Written exercise 1 ->
In the mailing-list thread below about the AMD K6 write allocate patch, how much of a speed increase does the patch give on its author's system?
Written exercise 2 ->
Copy the AMD K6 write allocate thread below word for word, everything from "At 04:00 PM" down to "that much ?".

Document passage ->
- - - - - - -

Re: [PATCH] New: AMD K6 write allocate [ In reply to ]

rjanssen at ns

Jan 19, 1999, 1:23 AM

Post #12 of 15 (944 views)

Permalink

At 04:00 PM 1/18/99 +0300, Alexey Vyskubov wrote:
>Hello.
>
>>>Attached [new] version of patch (against 2.2.0pre7) should enable write
>>>allocate for AMD K6 model 6/7 processors. On my system it gives 5-7%
>>>increase in speed.
>>>
>>
>> Could you show some lmbench results for this patch? I checked a similar
>> patch (loadable module) , but lmbench didnt notice much improvement. Is
>> it really that much ?
>
>Maybe your BIOS enables write allocate by itself? Mine doesn't.
>
Yes, your patch detected that my BIOS (asus tx97xe/AWARD) enabled it already.
René
-
To unsubscribe from this list: send the line "unsubscribe linux-kernel" in
the body of a message to majordomo@vger.rutgers.edu
Please read the FAQ at http://www.tux.org/lkml/

Re: [PATCH] New: AMD K6 write allocate [ In reply to ]

helge.hafting at daldata

Jan 19, 1999, 2:24 AM

Post #13 of 15 (943 views)

- - - - - - -

Rows ->

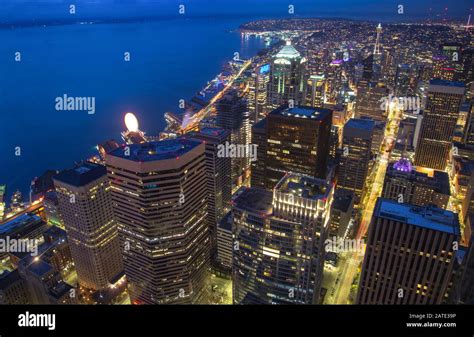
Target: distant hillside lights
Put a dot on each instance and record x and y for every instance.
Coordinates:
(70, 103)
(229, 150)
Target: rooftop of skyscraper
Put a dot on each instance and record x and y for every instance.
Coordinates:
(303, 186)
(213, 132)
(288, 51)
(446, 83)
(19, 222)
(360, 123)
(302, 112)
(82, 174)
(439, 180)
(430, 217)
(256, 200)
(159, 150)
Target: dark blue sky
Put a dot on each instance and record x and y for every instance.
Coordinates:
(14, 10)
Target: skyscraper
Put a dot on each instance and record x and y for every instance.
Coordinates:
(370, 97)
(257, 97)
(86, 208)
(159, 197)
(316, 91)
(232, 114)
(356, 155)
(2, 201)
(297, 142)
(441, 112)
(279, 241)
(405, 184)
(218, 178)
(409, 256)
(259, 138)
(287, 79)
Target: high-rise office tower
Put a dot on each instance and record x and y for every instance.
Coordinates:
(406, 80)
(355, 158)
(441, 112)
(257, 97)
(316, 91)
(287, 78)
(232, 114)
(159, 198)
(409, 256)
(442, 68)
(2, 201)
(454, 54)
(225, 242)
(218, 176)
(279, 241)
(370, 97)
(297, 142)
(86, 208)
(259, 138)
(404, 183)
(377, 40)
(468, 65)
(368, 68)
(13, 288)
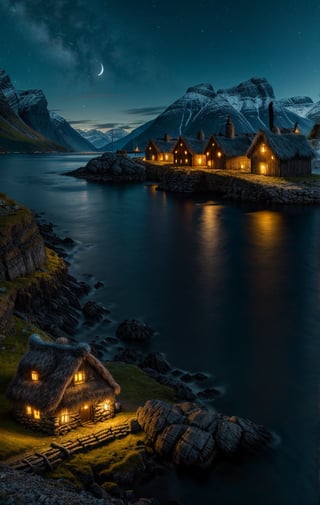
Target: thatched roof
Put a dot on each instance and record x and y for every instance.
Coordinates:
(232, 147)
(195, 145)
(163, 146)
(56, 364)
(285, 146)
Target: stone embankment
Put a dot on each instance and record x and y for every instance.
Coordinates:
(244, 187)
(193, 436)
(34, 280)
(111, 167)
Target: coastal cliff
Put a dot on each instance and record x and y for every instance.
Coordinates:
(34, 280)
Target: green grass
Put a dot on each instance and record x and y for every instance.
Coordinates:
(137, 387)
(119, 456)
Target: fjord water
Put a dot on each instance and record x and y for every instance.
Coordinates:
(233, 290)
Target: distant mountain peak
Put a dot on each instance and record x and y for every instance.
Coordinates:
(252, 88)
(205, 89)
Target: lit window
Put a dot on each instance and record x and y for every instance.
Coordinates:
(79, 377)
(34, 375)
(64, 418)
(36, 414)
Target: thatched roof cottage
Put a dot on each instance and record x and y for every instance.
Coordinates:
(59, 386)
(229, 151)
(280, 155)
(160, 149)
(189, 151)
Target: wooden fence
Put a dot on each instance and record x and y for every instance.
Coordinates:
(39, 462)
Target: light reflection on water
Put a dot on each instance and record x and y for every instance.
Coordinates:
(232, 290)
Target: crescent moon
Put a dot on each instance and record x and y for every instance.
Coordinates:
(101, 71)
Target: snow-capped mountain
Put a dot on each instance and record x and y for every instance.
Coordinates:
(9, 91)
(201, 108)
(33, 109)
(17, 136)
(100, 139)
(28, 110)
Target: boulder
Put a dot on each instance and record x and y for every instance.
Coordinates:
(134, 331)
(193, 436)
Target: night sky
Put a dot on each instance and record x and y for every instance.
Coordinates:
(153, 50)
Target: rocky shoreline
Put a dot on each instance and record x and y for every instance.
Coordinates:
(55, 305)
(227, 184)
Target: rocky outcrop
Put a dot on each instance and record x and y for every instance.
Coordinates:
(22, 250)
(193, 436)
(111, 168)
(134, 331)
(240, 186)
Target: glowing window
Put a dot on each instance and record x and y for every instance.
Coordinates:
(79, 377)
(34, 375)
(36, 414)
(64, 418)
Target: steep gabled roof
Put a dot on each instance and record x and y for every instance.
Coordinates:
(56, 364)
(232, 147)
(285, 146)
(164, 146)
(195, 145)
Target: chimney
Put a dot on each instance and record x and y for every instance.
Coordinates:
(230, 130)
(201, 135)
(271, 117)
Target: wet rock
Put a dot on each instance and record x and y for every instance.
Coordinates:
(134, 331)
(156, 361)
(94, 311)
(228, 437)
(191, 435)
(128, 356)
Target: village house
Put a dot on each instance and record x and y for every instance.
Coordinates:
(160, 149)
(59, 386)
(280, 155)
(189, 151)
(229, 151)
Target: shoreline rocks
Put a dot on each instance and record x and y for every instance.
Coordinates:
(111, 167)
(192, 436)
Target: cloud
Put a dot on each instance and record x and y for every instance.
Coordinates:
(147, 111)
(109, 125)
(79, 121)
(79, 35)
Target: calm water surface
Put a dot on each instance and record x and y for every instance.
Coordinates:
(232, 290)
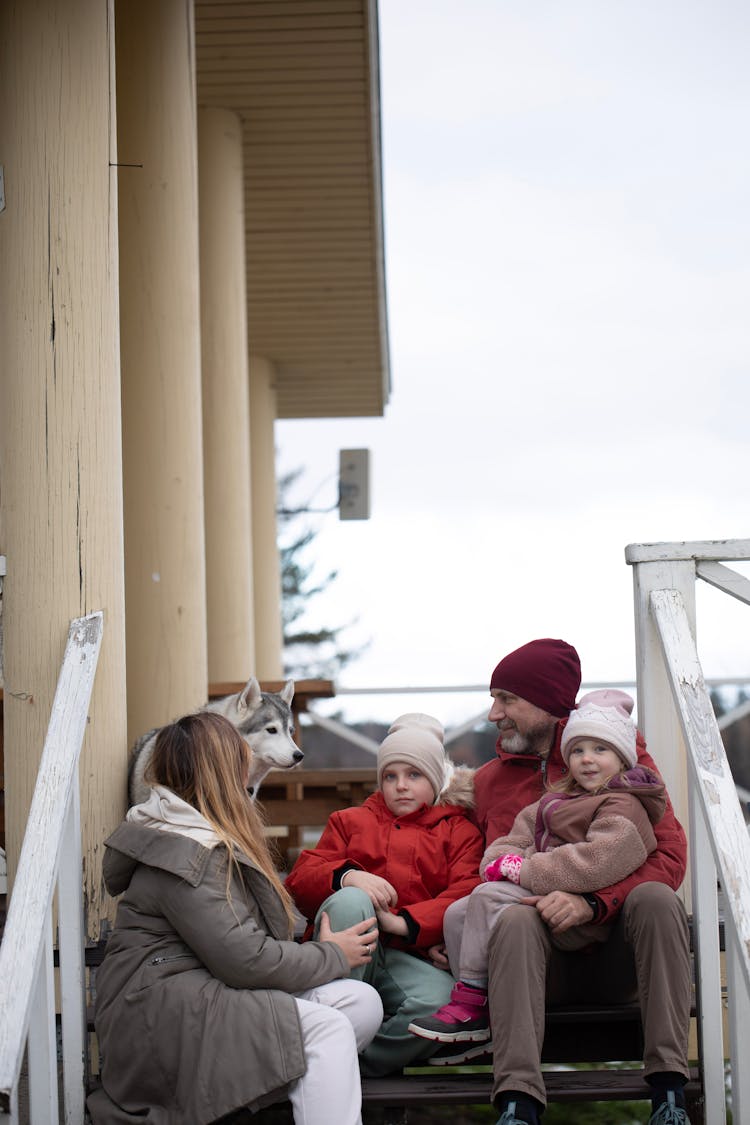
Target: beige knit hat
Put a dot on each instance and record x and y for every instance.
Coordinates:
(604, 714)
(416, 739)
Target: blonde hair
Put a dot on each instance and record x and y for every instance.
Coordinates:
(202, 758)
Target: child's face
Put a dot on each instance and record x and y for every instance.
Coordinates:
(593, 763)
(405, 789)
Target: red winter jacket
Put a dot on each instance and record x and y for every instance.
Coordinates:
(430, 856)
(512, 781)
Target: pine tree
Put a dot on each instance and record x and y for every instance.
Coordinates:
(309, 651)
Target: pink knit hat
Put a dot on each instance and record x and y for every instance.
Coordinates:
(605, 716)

- - - - - - -

Response 1 ->
A 5-7% increase in speed.

Response 2 ->
At 04:00 PM 1/18/99 +0300, Alexey Vyskubov wrote:
>Hello.
>
>>>Attached [new] version of patch (against 2.2.0pre7) should enable write
>>>allocate for AMD K6 model 6/7 processors. On my system it gives 5-7%
>>>increase in speed.
>>>
>>
>> Could you show some lmbench results for this patch? I checked a similar
>> patch (loadable module) , but lmbench didnt notice much improvement. Is
>> it really that much ?